> [Given entries]:
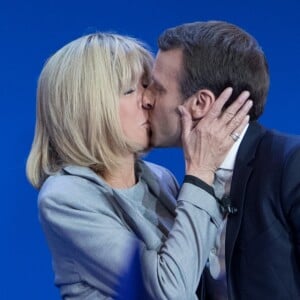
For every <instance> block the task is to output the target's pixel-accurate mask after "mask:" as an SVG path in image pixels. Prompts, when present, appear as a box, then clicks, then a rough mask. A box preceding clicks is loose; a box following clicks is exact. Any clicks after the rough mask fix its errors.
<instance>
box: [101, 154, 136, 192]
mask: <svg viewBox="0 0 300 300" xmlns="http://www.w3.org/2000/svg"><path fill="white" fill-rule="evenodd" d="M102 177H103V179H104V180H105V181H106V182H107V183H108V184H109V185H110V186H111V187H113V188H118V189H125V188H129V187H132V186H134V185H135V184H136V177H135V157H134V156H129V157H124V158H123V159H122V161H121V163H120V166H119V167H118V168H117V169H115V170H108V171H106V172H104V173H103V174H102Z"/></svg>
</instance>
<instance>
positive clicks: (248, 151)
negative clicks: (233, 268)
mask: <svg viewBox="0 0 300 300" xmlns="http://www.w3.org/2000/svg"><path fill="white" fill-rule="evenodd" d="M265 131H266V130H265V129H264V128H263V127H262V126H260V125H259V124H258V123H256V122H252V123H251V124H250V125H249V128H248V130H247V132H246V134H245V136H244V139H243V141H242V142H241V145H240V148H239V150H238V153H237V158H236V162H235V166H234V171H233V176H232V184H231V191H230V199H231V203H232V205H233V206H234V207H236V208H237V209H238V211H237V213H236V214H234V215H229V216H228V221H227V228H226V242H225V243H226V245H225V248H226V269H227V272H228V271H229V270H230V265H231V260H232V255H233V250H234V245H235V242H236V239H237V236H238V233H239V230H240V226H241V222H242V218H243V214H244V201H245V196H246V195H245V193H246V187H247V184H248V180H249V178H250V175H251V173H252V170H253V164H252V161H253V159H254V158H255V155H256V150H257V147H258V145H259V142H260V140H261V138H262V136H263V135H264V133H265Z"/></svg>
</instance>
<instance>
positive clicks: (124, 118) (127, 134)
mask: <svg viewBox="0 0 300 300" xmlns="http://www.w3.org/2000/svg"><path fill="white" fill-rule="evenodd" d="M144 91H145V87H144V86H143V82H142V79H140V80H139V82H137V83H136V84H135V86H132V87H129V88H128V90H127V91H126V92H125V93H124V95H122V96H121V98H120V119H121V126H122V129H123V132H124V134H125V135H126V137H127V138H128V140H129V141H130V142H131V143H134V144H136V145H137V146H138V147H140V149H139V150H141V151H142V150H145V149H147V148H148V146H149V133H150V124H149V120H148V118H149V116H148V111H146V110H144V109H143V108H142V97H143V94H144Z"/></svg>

==

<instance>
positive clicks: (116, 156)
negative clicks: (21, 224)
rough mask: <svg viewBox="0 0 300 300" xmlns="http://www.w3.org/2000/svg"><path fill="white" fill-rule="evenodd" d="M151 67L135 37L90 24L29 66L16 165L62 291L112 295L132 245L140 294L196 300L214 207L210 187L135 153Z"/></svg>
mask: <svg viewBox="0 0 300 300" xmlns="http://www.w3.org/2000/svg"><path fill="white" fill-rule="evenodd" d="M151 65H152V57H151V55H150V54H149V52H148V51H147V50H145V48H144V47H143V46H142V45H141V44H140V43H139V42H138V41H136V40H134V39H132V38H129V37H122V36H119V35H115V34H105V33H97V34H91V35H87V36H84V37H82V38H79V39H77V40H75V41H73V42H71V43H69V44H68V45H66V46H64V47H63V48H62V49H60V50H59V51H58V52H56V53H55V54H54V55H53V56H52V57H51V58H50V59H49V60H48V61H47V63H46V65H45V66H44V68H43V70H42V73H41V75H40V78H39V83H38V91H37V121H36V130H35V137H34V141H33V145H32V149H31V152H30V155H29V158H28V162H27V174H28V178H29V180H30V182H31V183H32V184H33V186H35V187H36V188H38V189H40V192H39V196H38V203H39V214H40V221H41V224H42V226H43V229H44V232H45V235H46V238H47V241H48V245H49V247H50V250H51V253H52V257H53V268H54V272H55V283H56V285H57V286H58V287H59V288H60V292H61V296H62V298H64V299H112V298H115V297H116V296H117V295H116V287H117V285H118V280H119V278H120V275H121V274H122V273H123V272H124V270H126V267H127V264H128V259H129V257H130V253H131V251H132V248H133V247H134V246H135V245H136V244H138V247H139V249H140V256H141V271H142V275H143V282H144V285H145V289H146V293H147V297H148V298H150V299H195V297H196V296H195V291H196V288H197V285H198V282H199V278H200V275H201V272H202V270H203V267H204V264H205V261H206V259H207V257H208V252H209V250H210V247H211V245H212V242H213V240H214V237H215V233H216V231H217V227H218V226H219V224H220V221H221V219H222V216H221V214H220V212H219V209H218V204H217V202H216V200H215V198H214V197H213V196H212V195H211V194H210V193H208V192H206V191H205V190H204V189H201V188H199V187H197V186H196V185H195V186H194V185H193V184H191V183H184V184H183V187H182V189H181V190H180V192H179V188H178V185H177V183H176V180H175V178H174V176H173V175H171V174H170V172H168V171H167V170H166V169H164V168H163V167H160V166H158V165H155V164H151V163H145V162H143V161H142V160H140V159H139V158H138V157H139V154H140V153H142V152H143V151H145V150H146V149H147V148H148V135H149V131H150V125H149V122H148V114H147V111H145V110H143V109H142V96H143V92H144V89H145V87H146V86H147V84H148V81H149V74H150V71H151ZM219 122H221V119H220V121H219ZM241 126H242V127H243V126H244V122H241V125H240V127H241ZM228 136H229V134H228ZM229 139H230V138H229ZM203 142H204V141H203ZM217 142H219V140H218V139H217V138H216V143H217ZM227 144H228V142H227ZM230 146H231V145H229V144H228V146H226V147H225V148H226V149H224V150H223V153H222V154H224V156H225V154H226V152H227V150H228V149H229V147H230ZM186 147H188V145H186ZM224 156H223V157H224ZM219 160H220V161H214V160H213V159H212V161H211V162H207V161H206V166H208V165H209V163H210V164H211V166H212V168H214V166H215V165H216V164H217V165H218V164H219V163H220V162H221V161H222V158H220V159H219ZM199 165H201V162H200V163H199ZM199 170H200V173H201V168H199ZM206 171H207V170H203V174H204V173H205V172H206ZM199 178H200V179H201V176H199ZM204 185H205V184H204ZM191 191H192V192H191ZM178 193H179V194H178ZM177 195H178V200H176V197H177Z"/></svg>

---

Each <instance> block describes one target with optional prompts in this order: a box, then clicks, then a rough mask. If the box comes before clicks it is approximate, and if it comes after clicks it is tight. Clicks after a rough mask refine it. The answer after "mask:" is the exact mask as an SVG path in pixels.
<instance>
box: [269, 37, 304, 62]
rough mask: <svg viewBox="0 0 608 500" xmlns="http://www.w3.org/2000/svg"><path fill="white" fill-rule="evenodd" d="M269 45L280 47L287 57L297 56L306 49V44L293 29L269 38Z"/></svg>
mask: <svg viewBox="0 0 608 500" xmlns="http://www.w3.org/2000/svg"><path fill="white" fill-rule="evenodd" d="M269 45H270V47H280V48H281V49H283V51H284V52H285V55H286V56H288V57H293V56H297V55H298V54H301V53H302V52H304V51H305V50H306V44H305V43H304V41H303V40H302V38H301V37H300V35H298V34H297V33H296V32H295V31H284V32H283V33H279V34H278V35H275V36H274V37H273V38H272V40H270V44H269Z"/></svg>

> [Goal of the exercise]:
How many lines of the records above include the string "pixels"? Reply with the number alone.

> [Written reply]:
2